Point-per-instance localization data
☆ ☆ ☆ ☆ ☆
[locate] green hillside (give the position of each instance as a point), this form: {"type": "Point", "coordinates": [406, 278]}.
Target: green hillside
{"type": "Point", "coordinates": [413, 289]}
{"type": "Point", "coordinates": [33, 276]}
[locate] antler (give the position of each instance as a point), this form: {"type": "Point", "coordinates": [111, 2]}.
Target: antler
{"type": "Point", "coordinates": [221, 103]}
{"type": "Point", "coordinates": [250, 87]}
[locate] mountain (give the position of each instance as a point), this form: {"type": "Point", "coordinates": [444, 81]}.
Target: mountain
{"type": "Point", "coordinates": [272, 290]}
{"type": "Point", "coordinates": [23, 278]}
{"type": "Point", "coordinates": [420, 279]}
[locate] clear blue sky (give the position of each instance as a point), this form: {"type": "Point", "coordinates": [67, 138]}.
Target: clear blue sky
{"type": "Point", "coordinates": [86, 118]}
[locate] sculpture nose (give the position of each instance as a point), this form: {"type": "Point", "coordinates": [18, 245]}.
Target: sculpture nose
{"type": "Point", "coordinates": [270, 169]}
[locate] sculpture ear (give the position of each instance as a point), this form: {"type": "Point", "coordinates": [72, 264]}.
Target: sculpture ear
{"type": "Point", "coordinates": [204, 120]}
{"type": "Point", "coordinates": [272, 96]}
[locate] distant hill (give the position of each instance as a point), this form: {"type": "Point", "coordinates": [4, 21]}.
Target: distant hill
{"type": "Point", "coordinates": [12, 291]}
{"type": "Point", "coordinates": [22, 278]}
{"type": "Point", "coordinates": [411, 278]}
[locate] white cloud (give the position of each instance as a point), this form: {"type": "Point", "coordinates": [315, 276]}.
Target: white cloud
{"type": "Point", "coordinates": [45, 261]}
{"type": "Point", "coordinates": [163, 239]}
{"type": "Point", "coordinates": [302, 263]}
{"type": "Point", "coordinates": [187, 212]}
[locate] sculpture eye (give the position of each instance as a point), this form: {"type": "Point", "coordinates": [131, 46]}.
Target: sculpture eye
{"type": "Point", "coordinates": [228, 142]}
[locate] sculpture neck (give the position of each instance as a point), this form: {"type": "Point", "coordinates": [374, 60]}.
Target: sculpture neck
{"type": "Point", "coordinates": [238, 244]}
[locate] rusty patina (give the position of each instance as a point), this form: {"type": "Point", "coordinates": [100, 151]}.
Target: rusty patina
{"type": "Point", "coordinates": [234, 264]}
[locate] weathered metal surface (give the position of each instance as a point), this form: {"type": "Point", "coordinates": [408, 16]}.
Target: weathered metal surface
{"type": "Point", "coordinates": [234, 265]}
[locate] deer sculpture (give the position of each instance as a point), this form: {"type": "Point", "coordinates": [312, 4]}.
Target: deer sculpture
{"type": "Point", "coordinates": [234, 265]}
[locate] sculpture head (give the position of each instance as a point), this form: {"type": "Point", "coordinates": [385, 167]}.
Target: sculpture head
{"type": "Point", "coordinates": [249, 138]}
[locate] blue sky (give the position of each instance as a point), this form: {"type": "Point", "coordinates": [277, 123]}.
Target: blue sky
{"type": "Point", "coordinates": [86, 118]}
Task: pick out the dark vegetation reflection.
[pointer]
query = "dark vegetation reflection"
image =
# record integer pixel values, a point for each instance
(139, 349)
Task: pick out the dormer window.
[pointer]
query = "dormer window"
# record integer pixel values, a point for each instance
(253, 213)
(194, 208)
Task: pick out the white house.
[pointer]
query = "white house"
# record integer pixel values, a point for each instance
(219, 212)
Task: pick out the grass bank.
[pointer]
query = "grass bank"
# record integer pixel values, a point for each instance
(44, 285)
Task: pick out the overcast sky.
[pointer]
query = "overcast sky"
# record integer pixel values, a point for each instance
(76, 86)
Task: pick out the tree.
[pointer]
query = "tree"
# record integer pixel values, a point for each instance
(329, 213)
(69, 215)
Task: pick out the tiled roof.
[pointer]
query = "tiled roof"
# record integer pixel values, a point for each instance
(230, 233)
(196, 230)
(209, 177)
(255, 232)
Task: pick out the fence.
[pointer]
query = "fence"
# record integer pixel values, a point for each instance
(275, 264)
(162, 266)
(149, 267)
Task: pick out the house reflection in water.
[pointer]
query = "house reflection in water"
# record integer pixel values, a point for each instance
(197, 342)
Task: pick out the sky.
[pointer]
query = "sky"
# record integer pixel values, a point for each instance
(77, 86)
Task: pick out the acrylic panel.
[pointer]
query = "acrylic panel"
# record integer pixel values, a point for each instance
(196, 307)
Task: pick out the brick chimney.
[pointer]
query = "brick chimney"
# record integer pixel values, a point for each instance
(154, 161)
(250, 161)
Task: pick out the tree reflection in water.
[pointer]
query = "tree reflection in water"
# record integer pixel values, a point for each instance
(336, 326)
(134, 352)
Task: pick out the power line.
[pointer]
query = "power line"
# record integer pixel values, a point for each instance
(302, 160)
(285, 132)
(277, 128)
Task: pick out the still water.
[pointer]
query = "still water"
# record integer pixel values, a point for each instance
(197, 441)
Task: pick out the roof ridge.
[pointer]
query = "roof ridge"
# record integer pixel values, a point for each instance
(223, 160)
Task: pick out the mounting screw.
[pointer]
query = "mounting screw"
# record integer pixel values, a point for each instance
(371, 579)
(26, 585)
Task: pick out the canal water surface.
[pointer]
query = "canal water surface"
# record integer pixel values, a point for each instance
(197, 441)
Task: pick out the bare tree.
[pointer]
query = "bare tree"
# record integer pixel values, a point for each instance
☆ ☆ ☆ ☆ ☆
Work item>
What is needed is an exact copy of all the entries.

Task solution>
[locate] green hillside (give the position of each instance as a point), this form: {"type": "Point", "coordinates": [406, 278]}.
Target: green hillside
{"type": "Point", "coordinates": [413, 289]}
{"type": "Point", "coordinates": [33, 276]}
[locate] antler (give the position of each instance as a point), this form: {"type": "Point", "coordinates": [111, 2]}.
Target: antler
{"type": "Point", "coordinates": [221, 103]}
{"type": "Point", "coordinates": [250, 87]}
[locate] mountain (give the position of each instance as a point), this form: {"type": "Point", "coordinates": [444, 81]}.
Target: mountain
{"type": "Point", "coordinates": [272, 290]}
{"type": "Point", "coordinates": [23, 278]}
{"type": "Point", "coordinates": [420, 279]}
[locate] clear blue sky (give the position of each instance as a point), this form: {"type": "Point", "coordinates": [67, 138]}.
Target: clear blue sky
{"type": "Point", "coordinates": [86, 118]}
[locate] sculpture nose (give the position of each instance as a point), this form: {"type": "Point", "coordinates": [18, 245]}.
Target: sculpture nose
{"type": "Point", "coordinates": [270, 169]}
[locate] sculpture ear (give the position of each instance as a point), this form: {"type": "Point", "coordinates": [72, 264]}.
Target: sculpture ear
{"type": "Point", "coordinates": [204, 120]}
{"type": "Point", "coordinates": [272, 96]}
[locate] distant hill (give the position of each instance as a point), this form: {"type": "Point", "coordinates": [4, 21]}.
Target: distant hill
{"type": "Point", "coordinates": [12, 291]}
{"type": "Point", "coordinates": [22, 278]}
{"type": "Point", "coordinates": [411, 278]}
[locate] white cloud (give the position of each instance as a point), this form: {"type": "Point", "coordinates": [315, 276]}.
Target: white cloud
{"type": "Point", "coordinates": [45, 261]}
{"type": "Point", "coordinates": [163, 239]}
{"type": "Point", "coordinates": [302, 263]}
{"type": "Point", "coordinates": [187, 212]}
[locate] sculpture eye (give the position of each instance as a point), this form: {"type": "Point", "coordinates": [131, 46]}.
Target: sculpture eye
{"type": "Point", "coordinates": [228, 142]}
[locate] sculpture neck (give the position of each instance as a point), this form: {"type": "Point", "coordinates": [374, 60]}.
Target: sculpture neck
{"type": "Point", "coordinates": [238, 244]}
[locate] rusty patina (give the position of each instance as a point), this form: {"type": "Point", "coordinates": [100, 151]}.
Target: rusty patina
{"type": "Point", "coordinates": [234, 264]}
[locate] weathered metal surface (give the position of each instance as a point), this form: {"type": "Point", "coordinates": [408, 16]}.
Target: weathered metal surface
{"type": "Point", "coordinates": [234, 265]}
[locate] deer sculpture (give the position of each instance as a point), this form: {"type": "Point", "coordinates": [312, 4]}.
Target: deer sculpture
{"type": "Point", "coordinates": [234, 265]}
[locate] sculpture head (give the position of each instance as a point), this form: {"type": "Point", "coordinates": [385, 167]}.
Target: sculpture head
{"type": "Point", "coordinates": [249, 138]}
[locate] blue sky (give the position of each instance as a point), this form: {"type": "Point", "coordinates": [277, 123]}.
Target: blue sky
{"type": "Point", "coordinates": [86, 118]}
Task: pick out the dark vegetation reflection.
[pointer]
query = "dark vegetation reflection"
image =
# record integer pixel values, a point for each instance
(139, 349)
Task: pick out the dormer window.
[pointer]
query = "dormer window"
# record integer pixel values, a point for each instance
(253, 213)
(194, 208)
Task: pick out the white house.
[pointer]
query = "white house"
# record integer pixel values, a point for each instance
(219, 212)
Task: pick out the grass bank.
[pointer]
query = "grass bank"
# record integer pixel values, a point for each instance
(44, 285)
Task: pick out the overcast sky.
[pointer]
query = "overcast sky"
# record integer pixel values, a point for each instance
(76, 86)
Task: pick out the tree.
[pointer]
query = "tree"
# record integer pixel values, a point for each instance
(329, 213)
(69, 215)
Task: pick out the tiled roof.
[pointer]
query = "tiled roof"
# record integer pixel values, a point for each instance
(230, 233)
(196, 230)
(209, 177)
(255, 232)
Task: pick out the fence.
[pointer]
query = "fence"
# record integer pixel values, a point for each instance
(275, 264)
(162, 266)
(149, 267)
Task: pick out the house reflection in water.
[pointer]
query = "house reflection in water"
# record integer pixel values, a point for each instance
(197, 342)
Task: pick out the sky.
[pointer]
query = "sky"
# record integer pixel values, a point for each instance
(77, 86)
Task: pick out the acrylic panel.
[pointer]
query = "acrylic panel"
# record integer pixel values, a point for each instance
(196, 307)
Task: pick out the brick chimney.
[pointer]
query = "brick chimney"
# record integer pixel values, a point for each instance
(154, 161)
(250, 161)
Task: pick out the tree reflection in water.
[pointer]
query = "tree reflection in water"
# record integer pixel values, a point for each instance
(336, 326)
(134, 352)
Task: pick out the power line.
[pointer]
query = "power line"
# record integer pixel values, a point for each instance
(302, 160)
(285, 132)
(277, 128)
Task: pick out the still water.
[pointer]
query = "still water"
# record integer pixel values, a point for each instance
(197, 441)
Task: pick out the roof ridge.
[pointer]
query = "roof ridge"
# record integer pixel values, a point for each instance
(223, 160)
Task: pick out the mounting screw.
[pointer]
query = "mounting screw"
# record integer pixel values, a point for each instance
(371, 579)
(26, 585)
Task: pick out the canal water surface.
[pointer]
query = "canal water surface"
# record integer pixel values, a point for each instance
(197, 441)
Task: pick out the bare tree.
[pointer]
query = "bare tree"
# record integer pixel values, a point for each instance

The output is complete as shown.